* _Exercise data_
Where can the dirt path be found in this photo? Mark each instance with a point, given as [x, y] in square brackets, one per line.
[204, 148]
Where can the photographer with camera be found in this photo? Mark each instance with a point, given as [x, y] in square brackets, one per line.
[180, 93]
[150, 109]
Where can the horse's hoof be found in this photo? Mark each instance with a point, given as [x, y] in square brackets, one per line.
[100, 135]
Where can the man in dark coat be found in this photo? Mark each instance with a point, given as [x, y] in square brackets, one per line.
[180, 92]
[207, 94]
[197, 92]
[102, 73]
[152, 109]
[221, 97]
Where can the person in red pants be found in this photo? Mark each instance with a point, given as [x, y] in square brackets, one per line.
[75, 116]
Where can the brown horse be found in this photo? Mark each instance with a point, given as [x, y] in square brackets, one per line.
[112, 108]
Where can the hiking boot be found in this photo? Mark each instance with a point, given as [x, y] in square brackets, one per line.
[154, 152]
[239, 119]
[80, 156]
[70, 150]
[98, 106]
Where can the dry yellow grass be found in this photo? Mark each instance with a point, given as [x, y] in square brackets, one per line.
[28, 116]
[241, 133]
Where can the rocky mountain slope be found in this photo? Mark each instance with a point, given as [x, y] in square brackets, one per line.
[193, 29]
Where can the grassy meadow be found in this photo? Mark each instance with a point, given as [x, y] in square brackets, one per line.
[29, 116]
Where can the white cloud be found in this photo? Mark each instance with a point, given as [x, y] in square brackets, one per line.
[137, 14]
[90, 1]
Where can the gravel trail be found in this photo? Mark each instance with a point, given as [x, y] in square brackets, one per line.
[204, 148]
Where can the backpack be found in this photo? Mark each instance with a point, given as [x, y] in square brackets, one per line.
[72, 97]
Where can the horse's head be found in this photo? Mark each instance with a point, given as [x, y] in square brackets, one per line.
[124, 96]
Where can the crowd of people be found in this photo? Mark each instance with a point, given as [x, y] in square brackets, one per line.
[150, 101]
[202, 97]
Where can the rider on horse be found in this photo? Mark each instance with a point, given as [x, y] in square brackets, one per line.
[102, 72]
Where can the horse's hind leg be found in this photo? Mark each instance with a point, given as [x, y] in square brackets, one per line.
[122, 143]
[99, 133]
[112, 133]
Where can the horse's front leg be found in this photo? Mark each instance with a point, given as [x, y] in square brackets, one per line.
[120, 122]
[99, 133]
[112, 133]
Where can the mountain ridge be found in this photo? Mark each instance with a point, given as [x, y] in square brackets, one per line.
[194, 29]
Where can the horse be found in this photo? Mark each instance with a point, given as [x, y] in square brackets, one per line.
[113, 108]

* _What needs to be done_
Restate the whole listing exactly, leaving out nothing.

* _Solution to this exercise_
Where can the dirt path be found in this photo? Mark each instance with a point, given as [x, y] in square brackets, one per line.
[204, 148]
Where can the photographer with camera be found in this photo? Mark each instance with a point, given as [x, y] in square brackets, one per line.
[180, 93]
[150, 109]
Where can the horse's hoof be found in this photo? Mark each instance with a point, given as [x, y] in square brackets, one per line.
[100, 135]
Where can the man in dark coat be found in this photo? Mark each instance with a point, given as [x, y] in square brackets, one per line.
[180, 92]
[207, 94]
[197, 92]
[102, 73]
[152, 109]
[221, 97]
Where can the person in red pants be found in this photo? Mark each instance with a point, given as [x, y] in square brackets, one per line.
[75, 116]
Where can the brown horse be found in this photo? Mark each instance with a point, given as [x, y] in square brackets, one per line.
[112, 108]
Where can the hiking boot be found in this photo? Mark each instance with a point, given as [x, y] in square brackets, one per line.
[154, 152]
[239, 119]
[80, 156]
[70, 150]
[98, 106]
Where can the dry yellow grass be found in this photo? Mark each instance with a point, given as [x, y] in square brackets, one per line.
[28, 116]
[241, 133]
Where can the rocky mountain slope be found in this photo? Mark each instance with a point, given as [x, y] in square brackets, one per line.
[193, 29]
Where can the grassy meadow be found in this photo? Mark each instance with a point, given as [x, y] in square brackets, one per line.
[29, 116]
Where can the white cloud be found in this photo? Mark each instance with a point, given as [x, y] in square brackets, one per line.
[137, 14]
[90, 1]
Where can the gravel trail be found in this photo? Mark each instance with a point, given as [x, y] in square brackets, one per line.
[204, 148]
Where can the backpack be found in this photo? Mark each instance with a point, given as [x, y] in square brackets, one per line.
[72, 97]
Where can the horse's head be found in this photo? Mark each instance with a point, given as [x, y] in square brackets, one per line.
[124, 96]
Where can the crowd of people be found in this photo? Mark each instance with a point, given as [x, y] in square brackets, one per line.
[150, 101]
[202, 97]
Where can the rider on horse be found in this photo? Mark each instance with a point, given as [x, y] in square brackets, one per line.
[102, 72]
Where can the horse's hind leg be found in this photo? Mark each instance with a point, given as [x, y] in square brackets, one per line.
[122, 143]
[99, 133]
[112, 133]
Where can the horse's front leg be found in this photo? Mark each instance with a point, given as [x, y] in square brackets, one per line.
[120, 122]
[99, 133]
[112, 133]
Where can the mountain ridge be found in this photo? Mark each instance with a point, given as [x, y] in square brackets, one per line.
[194, 29]
Where can the horse be found in this photo? Mark each instance with a point, given as [x, y] in square brackets, one per line.
[113, 108]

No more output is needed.